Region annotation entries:
┌──

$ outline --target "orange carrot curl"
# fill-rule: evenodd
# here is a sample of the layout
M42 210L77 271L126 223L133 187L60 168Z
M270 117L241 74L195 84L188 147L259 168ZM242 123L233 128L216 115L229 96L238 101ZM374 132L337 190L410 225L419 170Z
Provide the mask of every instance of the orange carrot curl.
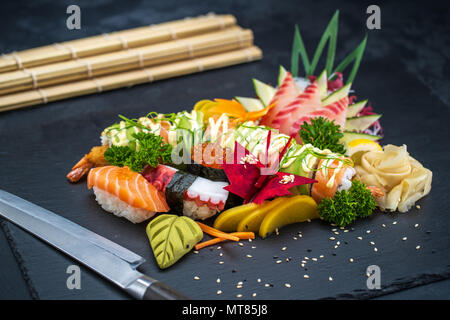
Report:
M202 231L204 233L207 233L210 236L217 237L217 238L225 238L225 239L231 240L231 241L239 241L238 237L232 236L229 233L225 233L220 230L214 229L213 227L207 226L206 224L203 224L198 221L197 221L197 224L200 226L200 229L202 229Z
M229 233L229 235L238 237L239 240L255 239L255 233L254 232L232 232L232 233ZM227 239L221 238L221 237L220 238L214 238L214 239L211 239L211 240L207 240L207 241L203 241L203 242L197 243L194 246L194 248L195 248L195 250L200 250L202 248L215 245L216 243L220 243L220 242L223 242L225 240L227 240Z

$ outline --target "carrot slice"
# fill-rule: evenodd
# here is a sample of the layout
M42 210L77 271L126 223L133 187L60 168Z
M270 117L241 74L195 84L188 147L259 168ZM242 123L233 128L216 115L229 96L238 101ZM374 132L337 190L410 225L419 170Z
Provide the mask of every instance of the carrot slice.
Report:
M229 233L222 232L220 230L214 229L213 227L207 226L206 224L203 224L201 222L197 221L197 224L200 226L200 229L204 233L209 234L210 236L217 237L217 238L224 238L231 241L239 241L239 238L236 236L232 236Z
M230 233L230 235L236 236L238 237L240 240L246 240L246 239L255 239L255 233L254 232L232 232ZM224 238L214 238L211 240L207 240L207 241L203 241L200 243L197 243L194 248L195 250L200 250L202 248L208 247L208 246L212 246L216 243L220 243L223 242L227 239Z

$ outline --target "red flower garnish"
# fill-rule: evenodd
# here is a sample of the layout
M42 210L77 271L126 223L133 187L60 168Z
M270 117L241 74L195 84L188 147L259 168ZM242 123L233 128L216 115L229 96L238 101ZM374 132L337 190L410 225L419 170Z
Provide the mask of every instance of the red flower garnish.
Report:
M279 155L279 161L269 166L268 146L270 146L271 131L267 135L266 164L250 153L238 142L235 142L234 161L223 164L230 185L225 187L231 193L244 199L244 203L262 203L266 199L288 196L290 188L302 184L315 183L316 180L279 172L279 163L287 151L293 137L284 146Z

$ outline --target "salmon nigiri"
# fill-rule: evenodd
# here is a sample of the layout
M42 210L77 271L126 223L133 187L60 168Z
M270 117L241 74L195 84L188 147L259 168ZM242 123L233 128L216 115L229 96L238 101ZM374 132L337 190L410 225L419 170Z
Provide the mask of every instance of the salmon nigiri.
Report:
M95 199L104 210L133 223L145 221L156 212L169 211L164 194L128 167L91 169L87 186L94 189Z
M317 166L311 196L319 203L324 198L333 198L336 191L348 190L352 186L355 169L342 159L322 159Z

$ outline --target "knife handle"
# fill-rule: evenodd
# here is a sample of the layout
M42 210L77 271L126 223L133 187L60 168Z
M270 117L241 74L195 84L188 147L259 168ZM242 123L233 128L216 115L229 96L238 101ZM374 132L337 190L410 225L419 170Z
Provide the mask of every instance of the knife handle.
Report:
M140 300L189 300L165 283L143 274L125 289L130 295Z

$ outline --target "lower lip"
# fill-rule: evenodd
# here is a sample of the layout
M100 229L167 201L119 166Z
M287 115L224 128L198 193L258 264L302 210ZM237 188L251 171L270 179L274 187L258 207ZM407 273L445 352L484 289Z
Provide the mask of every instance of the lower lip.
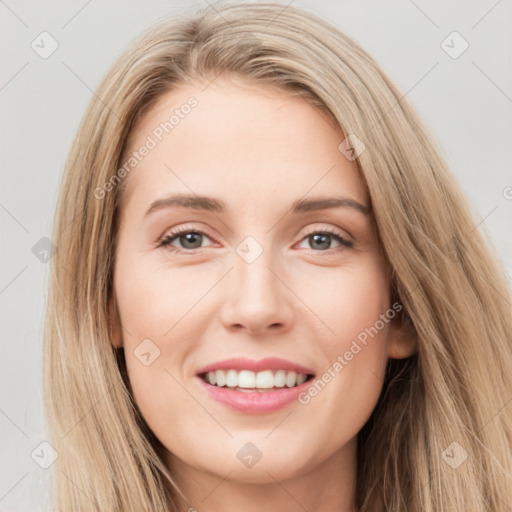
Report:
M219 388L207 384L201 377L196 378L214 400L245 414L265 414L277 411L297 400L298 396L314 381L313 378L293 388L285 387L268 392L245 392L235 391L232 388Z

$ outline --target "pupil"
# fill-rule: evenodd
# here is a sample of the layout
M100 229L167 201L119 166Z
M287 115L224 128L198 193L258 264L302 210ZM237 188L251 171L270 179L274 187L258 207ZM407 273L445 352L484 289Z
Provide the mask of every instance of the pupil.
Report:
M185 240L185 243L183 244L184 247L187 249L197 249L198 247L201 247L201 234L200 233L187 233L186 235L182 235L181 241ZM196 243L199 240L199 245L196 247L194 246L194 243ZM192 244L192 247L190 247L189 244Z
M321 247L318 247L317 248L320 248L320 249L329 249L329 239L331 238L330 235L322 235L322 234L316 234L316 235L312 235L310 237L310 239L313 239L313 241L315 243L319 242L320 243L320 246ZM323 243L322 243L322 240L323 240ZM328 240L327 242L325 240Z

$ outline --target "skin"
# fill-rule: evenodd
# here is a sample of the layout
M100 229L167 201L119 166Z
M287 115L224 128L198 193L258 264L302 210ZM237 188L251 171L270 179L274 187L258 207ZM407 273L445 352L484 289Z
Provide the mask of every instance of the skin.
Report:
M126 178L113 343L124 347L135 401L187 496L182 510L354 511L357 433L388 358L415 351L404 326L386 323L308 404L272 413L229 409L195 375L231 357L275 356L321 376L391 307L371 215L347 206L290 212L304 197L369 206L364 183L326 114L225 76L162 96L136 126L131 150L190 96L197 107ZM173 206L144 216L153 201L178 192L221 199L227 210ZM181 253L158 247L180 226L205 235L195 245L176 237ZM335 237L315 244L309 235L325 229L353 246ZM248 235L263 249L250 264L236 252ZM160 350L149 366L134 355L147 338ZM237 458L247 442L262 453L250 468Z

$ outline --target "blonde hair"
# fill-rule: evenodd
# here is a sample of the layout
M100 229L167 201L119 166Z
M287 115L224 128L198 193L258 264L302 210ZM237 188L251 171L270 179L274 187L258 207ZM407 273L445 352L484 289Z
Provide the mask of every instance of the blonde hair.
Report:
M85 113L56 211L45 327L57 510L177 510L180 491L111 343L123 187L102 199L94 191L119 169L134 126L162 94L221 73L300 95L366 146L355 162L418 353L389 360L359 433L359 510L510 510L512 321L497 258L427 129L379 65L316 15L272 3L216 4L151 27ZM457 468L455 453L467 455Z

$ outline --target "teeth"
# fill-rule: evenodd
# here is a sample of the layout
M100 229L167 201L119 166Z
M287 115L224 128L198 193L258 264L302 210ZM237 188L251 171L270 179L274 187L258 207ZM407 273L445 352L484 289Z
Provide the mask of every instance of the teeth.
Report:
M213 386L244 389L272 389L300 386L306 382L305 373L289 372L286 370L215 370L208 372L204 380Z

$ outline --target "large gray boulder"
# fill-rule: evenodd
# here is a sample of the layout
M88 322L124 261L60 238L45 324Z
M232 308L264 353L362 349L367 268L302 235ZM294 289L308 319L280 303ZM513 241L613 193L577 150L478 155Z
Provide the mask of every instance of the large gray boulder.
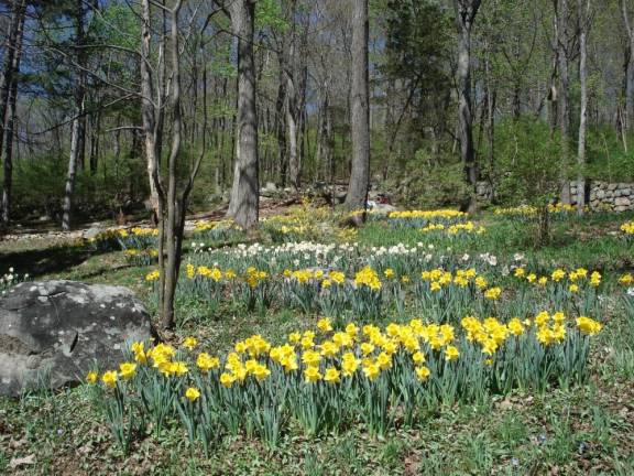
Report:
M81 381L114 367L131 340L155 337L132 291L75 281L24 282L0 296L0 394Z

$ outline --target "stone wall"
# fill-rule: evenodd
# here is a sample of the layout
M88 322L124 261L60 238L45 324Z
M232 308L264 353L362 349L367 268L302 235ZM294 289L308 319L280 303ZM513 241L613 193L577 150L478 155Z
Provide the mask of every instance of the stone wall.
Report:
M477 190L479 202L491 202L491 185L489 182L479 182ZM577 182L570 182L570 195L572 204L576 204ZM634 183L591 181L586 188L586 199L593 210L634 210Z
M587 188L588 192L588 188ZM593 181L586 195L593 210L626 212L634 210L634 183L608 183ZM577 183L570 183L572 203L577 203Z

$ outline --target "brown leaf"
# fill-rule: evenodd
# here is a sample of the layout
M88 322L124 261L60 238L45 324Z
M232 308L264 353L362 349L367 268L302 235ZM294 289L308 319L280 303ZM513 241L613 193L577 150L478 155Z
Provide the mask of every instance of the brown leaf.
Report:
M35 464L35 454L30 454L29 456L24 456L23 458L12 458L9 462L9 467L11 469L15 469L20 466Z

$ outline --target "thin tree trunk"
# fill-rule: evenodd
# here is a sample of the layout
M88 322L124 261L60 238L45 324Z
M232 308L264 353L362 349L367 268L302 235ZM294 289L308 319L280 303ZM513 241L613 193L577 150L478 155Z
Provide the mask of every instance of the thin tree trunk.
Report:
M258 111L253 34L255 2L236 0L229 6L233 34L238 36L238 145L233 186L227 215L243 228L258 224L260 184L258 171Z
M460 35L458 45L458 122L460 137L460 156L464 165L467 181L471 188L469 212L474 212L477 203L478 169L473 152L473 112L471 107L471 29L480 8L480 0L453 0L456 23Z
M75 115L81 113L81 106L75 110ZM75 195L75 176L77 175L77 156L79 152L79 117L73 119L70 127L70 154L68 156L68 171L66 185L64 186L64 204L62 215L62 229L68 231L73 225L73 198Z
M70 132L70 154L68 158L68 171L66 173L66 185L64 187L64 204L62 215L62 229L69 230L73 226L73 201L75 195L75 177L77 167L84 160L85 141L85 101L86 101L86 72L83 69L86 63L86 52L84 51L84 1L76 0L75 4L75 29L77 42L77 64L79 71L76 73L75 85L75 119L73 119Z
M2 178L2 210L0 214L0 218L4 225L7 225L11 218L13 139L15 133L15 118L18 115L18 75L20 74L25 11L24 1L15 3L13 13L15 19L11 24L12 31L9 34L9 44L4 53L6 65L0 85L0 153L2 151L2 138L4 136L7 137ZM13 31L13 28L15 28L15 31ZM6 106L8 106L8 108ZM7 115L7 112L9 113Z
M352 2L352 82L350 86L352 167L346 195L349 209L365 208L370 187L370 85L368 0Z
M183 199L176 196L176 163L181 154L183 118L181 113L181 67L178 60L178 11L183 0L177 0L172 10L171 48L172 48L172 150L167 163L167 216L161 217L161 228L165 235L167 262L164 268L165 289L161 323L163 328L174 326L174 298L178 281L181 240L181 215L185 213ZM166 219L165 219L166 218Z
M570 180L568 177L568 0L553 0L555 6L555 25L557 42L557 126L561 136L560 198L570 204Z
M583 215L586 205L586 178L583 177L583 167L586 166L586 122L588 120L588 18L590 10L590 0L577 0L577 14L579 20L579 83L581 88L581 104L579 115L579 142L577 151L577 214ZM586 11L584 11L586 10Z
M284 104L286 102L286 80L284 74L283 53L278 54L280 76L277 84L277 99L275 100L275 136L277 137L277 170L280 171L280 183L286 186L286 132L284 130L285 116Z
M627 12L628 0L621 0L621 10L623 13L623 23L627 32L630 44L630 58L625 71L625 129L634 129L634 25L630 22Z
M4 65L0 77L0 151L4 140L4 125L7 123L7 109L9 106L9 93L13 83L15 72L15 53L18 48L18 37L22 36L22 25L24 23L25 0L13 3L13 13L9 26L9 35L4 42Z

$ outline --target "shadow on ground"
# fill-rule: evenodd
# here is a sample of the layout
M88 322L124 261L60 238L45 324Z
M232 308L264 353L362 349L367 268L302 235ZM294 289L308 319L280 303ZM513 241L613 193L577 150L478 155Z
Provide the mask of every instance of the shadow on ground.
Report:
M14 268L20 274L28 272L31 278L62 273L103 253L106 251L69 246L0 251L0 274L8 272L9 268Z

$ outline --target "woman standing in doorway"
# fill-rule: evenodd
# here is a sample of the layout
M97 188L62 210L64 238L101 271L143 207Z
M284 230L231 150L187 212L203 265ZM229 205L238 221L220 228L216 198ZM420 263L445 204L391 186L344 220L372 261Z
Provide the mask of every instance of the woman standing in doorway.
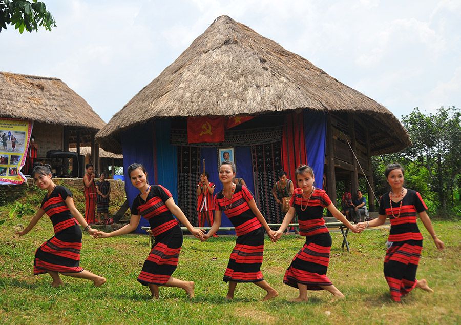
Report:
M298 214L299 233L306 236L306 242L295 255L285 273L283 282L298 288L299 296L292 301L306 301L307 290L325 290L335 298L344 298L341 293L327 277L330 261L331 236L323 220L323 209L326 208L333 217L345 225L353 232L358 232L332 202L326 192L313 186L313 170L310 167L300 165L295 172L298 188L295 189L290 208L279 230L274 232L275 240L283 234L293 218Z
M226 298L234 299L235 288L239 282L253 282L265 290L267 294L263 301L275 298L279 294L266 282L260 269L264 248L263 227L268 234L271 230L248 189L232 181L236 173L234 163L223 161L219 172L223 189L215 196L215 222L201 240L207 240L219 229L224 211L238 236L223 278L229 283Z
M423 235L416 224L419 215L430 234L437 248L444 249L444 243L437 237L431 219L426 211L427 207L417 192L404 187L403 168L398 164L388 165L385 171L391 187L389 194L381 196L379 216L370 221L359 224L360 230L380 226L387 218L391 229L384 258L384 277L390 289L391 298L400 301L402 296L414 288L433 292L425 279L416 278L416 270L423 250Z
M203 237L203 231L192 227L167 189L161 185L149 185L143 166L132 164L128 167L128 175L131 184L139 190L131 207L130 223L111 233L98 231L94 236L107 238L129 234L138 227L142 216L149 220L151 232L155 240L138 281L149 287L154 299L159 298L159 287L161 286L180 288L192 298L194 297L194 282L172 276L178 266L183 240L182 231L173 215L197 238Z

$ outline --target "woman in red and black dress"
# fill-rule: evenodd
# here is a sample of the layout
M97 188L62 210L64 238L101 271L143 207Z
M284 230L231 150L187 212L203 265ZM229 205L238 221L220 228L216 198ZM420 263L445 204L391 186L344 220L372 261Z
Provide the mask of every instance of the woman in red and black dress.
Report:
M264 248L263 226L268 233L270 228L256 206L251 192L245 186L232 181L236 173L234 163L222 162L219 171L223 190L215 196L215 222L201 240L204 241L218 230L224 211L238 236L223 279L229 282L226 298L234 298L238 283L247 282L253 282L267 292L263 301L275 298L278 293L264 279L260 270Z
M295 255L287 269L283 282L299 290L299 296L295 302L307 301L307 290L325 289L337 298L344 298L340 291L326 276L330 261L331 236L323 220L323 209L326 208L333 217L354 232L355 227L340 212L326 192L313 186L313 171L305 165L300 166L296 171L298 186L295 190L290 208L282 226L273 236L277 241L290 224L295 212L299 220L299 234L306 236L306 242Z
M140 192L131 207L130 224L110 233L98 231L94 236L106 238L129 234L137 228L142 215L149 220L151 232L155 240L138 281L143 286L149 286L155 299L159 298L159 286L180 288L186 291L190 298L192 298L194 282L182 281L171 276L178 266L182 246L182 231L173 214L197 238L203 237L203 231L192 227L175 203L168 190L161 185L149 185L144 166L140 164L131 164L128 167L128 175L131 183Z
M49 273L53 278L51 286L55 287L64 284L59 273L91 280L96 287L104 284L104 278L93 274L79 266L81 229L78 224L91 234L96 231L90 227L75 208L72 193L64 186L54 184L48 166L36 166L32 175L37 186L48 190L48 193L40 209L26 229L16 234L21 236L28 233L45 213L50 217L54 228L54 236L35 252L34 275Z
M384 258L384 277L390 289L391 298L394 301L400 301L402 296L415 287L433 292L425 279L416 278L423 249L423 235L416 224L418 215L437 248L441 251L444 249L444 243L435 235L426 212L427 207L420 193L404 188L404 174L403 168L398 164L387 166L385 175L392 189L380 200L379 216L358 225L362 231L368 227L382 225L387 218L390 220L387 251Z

└──

▸ Task directions
Count the lines in the items above that contain the string "teeth". Give only the number.

▸ Result of this exercise
2